══ Document ══
So you need to reset your standards.
I'm not sure we do. The site was in need of some maintenance on both the server and software side. It didn't pan out as well as hoped. I'm also well aware of SLAs having architected solutions with high availability requirements etc. However, that isn't really required here IMO. We chew the cud on topics more or less peakoil related and there are some bespoke integrations required between various components of the site. Yes, it was mildly offputting, but no one lost any business over it and Admin finally managed to get some work done that had been needing doing for a long time. I'm sure next time he'll have learned from what happened this time (and don't forget he has a life too).
If there is anyone else who thinks the site needs to implement some form of high availability please speak up. Admin had been trying to find a developer to help him on some specific stuff for a long time and was unsuccessful as it was pretty niche integration work. And there were unexpected problems with the new hosting infrastructure. Having root access to real servers in a highly available environment with strict SLAs with the hosting provider would immediately put the whole thing way beyond current pricing to the extent that I don't think it would be financially feasible.
═══
Required work:
1. List the three features of a hosting setup that, according to the forum post about the site's downtime, would push costs well beyond current pricing.
2. According to the forum post about the site's downtime, why was Admin unable to find a developer to help him?
3. Write a continuation of the forum post about the site's downtime, starting after its final sentence.
The material that comes next is taken from a separate source and has no connection to the forum post.
══ Extracted information ══
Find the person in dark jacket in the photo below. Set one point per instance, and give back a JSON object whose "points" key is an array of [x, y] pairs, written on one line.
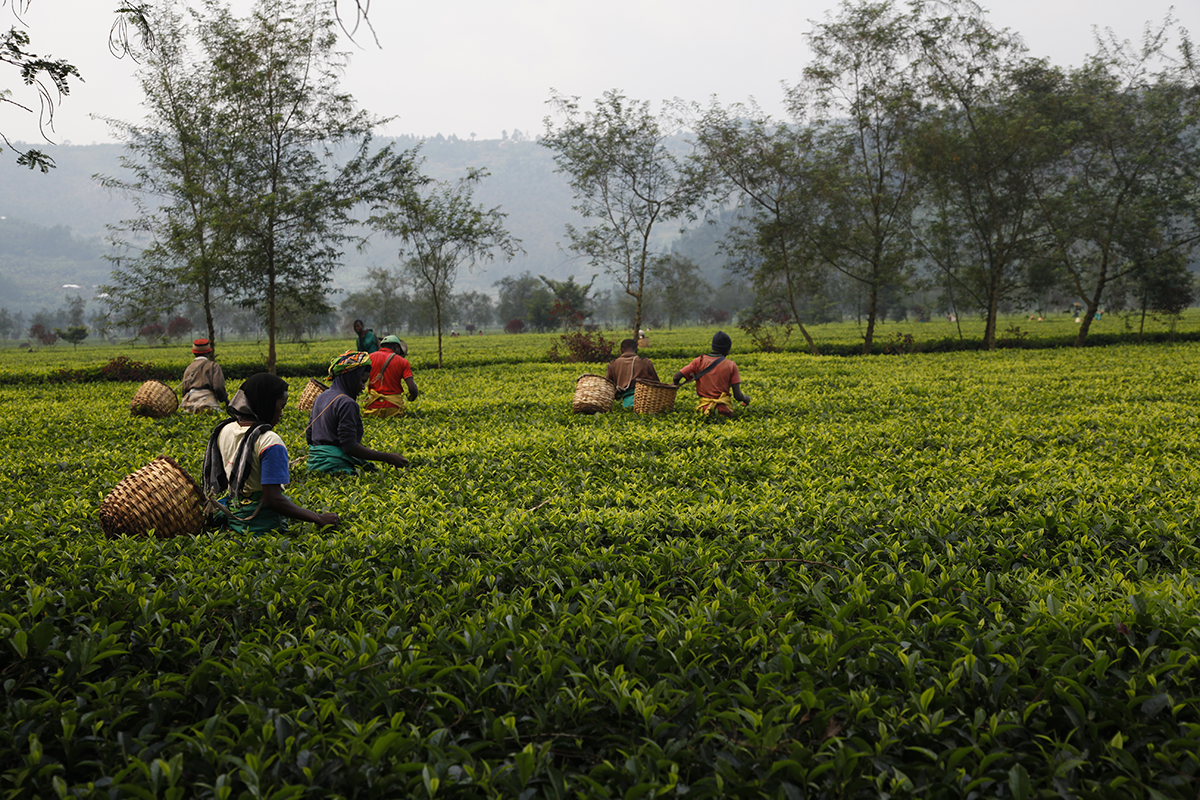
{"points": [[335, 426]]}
═══
══ Extracted information ══
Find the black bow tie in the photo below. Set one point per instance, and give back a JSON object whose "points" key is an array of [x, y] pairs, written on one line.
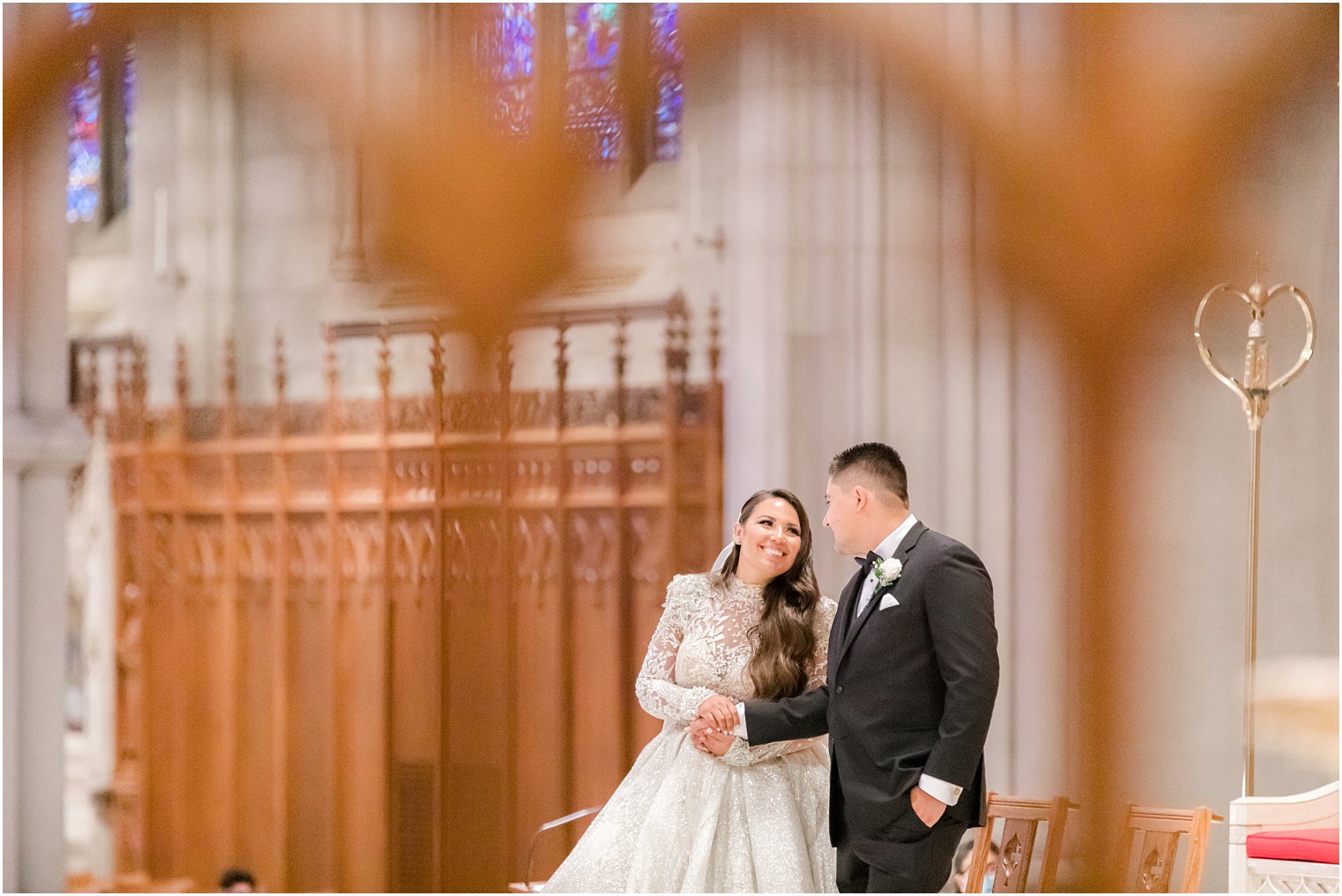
═══
Expected responses:
1.
- Root access to real servers
- A highly available environment
- Strict SLAs with the hosting provider

2. Admin spent a long time looking for a developer for some specific work without success. The post says this was because the work was fairly niche integration work.

3.
Having one virtualised server with code and data backups (and a dev environment) seems the best compromise for a site such as this. Generally all work is initially done on the dev environment, but things broke when changing the production server. It wasn't something that Admin could have expected, but I'm sure next time he'll have a user acceptance period first for the new server (but if the problem is load-based, we wouldn't necessarily catch it unless we ran stress tests).